What is expected
Please continue the methods passage on PET imaging of tumor-bearing mice, picking up after its final sentence.

Extract provided
::::
PET and CT scans, image reconstruction, and region-of-interest (ROI) analysis of the PET data were performed using an Inveon microPET/microCT rodent model scanner (Siemens Medical Solutions USA, Inc.) as described earlier (24, 25). Each tumor-bearing mouse was injected with 5-10 MBq of 64Cu-NOTA-ALT-836 via tail vein and 5-10 minute static PET scans were performed at various time points post-injection (p.i.). Tracer uptake was presented as percentage injected dose per gram of tissue (%ID/g) (mean ± SD; 4 mice per group). Another group of four BXPC-3 tumor-bearing mice was each injected with 1 mg of unlabeled ALT-836 at 2 h before 64Cu-NOTA-ALT-836 administration to evaluate the TF specificity of the tracer in vivo (i.e. blocking experiment). Biodistribution studies were carried out after the last PET scans at 48 h p.i. to validate the PET data. The BXPC-3/ASPC-1/PANC-1 tumors, liver, spleen (i.e. tissues with significant uptake of 64Cu-NOTA-ALT-836), and muscle were also frozen and cryo-sectioned for histological analysis.
::::
Stored data entries:

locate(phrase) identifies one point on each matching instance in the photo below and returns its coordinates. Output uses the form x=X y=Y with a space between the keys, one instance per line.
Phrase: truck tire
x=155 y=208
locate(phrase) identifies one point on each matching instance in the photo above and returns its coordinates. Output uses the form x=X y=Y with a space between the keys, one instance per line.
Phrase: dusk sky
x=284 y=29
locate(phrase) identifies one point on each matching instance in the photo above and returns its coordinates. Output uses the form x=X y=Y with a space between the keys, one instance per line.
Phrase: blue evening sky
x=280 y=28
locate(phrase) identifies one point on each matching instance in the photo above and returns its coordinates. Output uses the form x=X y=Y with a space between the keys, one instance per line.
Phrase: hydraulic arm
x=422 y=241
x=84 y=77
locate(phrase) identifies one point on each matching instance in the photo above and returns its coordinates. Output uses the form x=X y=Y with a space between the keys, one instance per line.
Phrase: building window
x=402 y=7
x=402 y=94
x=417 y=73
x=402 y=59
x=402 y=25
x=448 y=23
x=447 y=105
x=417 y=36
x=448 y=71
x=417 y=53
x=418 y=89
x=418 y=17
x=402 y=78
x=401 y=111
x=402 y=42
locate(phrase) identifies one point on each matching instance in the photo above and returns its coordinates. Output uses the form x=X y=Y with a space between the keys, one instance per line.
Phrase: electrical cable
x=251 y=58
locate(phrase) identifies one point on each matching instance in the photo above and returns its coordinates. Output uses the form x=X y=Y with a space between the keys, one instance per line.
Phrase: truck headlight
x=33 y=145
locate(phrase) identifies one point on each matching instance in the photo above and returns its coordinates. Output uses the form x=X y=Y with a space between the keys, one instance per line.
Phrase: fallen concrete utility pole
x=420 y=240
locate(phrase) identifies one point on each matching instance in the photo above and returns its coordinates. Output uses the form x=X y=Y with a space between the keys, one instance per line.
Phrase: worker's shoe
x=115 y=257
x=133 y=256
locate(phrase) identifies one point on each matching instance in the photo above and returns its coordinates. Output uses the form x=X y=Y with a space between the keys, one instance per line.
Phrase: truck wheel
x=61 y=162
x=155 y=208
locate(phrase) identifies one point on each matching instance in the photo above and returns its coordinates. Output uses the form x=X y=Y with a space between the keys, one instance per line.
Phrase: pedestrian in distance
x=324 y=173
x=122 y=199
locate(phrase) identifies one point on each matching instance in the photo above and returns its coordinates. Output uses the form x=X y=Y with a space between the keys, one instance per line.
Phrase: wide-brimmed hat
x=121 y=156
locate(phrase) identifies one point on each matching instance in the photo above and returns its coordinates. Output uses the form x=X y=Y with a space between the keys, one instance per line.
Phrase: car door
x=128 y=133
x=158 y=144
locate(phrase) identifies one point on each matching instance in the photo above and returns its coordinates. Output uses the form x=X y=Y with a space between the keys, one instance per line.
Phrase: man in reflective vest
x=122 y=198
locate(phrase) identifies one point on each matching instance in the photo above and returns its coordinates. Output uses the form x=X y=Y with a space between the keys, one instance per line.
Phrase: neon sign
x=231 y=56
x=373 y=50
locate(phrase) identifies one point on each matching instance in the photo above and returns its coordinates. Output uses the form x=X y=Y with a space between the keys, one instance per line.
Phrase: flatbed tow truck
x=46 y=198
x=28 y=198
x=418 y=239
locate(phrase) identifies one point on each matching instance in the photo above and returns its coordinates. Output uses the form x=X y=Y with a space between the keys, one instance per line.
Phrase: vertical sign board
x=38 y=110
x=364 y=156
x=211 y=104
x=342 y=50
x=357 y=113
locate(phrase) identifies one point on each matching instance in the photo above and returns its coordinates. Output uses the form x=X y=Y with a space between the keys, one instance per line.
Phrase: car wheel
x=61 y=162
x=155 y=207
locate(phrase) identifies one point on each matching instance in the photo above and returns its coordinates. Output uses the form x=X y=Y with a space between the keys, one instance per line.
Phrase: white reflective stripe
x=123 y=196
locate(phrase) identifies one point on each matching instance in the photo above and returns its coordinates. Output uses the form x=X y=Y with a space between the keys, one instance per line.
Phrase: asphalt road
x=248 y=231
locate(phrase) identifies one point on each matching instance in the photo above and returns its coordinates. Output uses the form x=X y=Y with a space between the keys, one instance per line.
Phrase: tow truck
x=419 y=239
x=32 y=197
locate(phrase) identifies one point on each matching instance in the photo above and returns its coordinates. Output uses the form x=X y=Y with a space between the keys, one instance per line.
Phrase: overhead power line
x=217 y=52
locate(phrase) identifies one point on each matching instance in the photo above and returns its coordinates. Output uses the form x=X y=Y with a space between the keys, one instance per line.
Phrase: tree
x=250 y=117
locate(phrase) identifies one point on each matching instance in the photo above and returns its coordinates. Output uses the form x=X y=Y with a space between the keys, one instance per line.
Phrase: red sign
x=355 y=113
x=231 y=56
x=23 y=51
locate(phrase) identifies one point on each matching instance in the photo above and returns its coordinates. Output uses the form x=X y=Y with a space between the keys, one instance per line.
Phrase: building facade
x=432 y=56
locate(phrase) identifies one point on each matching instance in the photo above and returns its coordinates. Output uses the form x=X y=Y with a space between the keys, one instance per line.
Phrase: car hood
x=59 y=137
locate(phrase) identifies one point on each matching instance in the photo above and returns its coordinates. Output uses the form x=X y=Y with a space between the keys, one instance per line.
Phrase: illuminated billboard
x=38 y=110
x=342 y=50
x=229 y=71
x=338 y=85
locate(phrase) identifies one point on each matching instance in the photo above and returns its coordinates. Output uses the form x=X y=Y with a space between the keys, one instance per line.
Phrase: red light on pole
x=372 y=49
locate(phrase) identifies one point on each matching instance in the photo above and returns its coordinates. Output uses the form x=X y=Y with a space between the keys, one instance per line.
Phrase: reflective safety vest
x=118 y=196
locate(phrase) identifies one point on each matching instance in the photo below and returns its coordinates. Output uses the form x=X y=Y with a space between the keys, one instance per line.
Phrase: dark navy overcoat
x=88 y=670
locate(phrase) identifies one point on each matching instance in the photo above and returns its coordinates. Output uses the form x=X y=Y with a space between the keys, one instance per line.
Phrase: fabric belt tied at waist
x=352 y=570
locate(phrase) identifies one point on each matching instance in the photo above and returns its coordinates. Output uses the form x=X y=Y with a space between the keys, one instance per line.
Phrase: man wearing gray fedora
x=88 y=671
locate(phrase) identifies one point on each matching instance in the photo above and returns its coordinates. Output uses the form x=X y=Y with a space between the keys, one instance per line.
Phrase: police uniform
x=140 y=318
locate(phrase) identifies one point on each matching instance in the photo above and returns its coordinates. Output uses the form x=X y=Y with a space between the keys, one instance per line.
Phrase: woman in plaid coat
::::
Answer to the problem
Histology

Frozen tissue slices of 5 μm thickness were fixed with cold acetone for 10 min and dried in the air for 30 min. After rinsing with PBS and blocking with 10% donkey serum for 30 min at RT, the slices were incubated with ALT-836 (2 μg/mL) for 1 h at 4 °C and visualized using AlexaFluor488-labeled goat anti-human IgG. The tissue slices were also stained for endothelial marker CD31 as described previously (26, 27). After washing with PBS, the slices were incubated with rat anti-mouse CD31 antibody (2 μg/mL) for 1 h, followed by Cy3-labeled donkey anti-rat IgG for 30 min. All images were acquired with a Nikon Eclipse Ti microscope.

Statistical analysis

Quantitative data were expressed as mean ± SD. Means were compared using Student's t-test. P values < 0.05 were considered statistically significant.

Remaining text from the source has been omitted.